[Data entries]

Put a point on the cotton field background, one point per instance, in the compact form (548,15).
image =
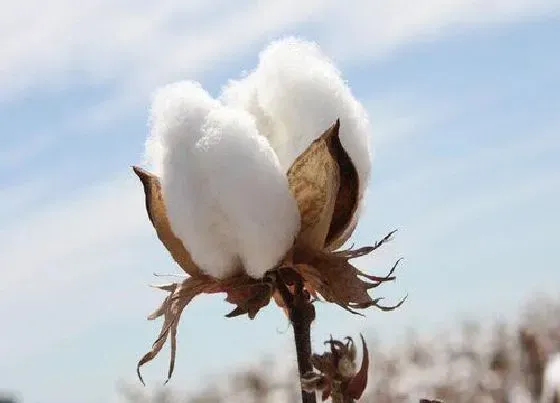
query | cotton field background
(463,104)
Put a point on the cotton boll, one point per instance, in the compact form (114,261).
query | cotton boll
(295,94)
(227,197)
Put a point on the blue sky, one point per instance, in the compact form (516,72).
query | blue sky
(464,98)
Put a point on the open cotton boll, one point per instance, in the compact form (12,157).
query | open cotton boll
(227,197)
(295,94)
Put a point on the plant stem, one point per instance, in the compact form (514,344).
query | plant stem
(302,313)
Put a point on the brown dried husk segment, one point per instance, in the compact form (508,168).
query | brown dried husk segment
(325,184)
(314,181)
(157,214)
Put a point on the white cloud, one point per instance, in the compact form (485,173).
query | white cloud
(54,241)
(144,43)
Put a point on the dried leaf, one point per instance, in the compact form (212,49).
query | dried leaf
(155,207)
(333,276)
(359,382)
(314,180)
(172,308)
(324,363)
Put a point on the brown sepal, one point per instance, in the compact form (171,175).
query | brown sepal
(332,276)
(157,213)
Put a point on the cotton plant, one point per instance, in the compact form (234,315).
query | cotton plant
(254,192)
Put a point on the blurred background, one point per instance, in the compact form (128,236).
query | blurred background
(464,99)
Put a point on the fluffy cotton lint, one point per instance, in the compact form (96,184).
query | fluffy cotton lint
(227,196)
(295,94)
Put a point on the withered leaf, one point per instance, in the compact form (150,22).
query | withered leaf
(171,310)
(337,280)
(358,384)
(157,214)
(324,363)
(249,298)
(314,180)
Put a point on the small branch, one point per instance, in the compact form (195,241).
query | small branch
(302,313)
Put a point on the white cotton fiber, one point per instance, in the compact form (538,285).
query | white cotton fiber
(551,380)
(227,196)
(295,94)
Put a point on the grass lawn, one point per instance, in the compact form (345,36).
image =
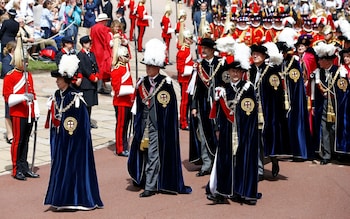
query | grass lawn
(40,66)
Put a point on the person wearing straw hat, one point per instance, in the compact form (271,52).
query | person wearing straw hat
(154,160)
(20,95)
(102,49)
(73,183)
(9,29)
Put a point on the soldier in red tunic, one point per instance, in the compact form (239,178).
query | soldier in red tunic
(142,22)
(18,91)
(123,98)
(184,69)
(167,31)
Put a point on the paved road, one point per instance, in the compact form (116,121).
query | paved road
(302,190)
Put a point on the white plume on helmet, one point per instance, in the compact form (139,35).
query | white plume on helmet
(69,64)
(275,56)
(122,51)
(242,55)
(154,53)
(324,50)
(289,36)
(225,44)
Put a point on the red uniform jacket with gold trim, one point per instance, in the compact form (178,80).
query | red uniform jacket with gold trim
(14,83)
(121,77)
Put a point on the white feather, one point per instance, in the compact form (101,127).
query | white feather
(225,44)
(289,36)
(242,55)
(323,49)
(275,56)
(69,64)
(154,52)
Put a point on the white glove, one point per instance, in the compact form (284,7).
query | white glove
(219,92)
(29,97)
(317,75)
(36,110)
(15,99)
(171,30)
(147,17)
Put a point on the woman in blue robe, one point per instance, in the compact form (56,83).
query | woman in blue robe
(73,180)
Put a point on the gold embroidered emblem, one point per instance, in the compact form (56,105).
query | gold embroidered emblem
(342,84)
(294,74)
(70,124)
(274,81)
(163,97)
(225,77)
(247,105)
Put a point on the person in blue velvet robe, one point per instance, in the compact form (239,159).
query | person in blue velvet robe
(295,106)
(235,170)
(73,181)
(154,160)
(343,107)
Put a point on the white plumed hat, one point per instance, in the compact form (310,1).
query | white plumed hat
(324,50)
(154,53)
(69,64)
(275,56)
(289,36)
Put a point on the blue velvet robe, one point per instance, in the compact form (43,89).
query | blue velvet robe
(342,136)
(201,100)
(237,174)
(275,130)
(297,115)
(73,180)
(170,177)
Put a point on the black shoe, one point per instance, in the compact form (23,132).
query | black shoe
(185,128)
(275,169)
(93,126)
(147,193)
(124,153)
(203,173)
(9,141)
(31,174)
(103,91)
(20,176)
(217,199)
(325,162)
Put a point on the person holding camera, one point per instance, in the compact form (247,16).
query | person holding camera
(88,75)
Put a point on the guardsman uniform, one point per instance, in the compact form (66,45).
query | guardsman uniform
(184,69)
(123,99)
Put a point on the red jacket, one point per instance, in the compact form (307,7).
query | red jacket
(101,48)
(120,79)
(132,14)
(183,58)
(140,13)
(12,79)
(165,26)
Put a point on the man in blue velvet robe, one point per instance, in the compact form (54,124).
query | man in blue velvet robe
(295,105)
(235,170)
(73,181)
(154,161)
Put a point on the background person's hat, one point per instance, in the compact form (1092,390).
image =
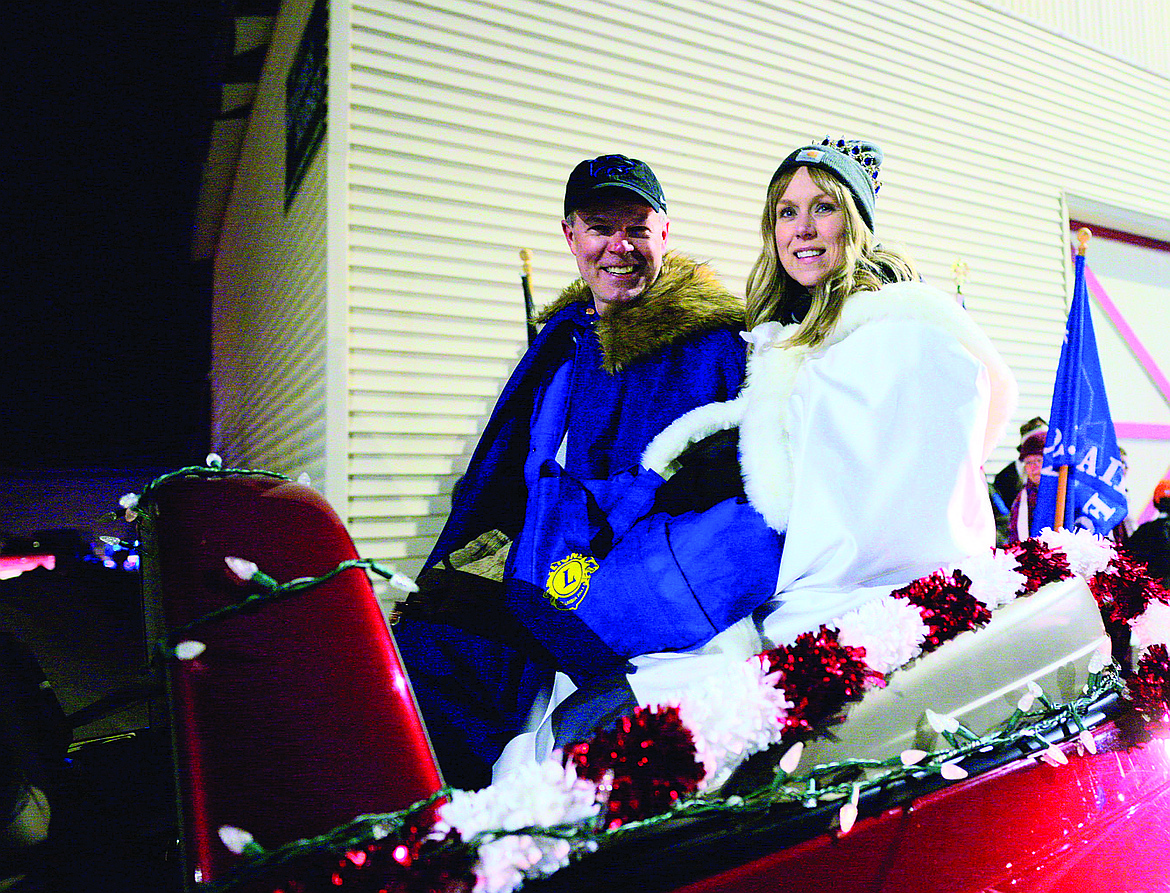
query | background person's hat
(612,171)
(1033,444)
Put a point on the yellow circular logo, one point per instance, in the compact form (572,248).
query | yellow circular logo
(569,581)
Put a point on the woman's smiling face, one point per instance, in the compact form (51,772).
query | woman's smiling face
(810,231)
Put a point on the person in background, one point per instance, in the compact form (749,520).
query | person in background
(642,336)
(1031,453)
(1150,542)
(1010,479)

**The task:** Return the lines unchanged, starting with the line that contains "Put a point on the yellow" and running through the last line.

**The completed task:**
Put a point on the yellow circular logo, one point per instance, in the compact form (572,248).
query | yellow circular logo
(569,581)
Put a point on the woman's smiling face, one point per instance, in the compact form (51,772).
query | woman's smiling face
(810,231)
Put a point on the person in background, one point per instance, in the compact form (749,520).
query | person in background
(642,336)
(1031,453)
(1150,542)
(1010,479)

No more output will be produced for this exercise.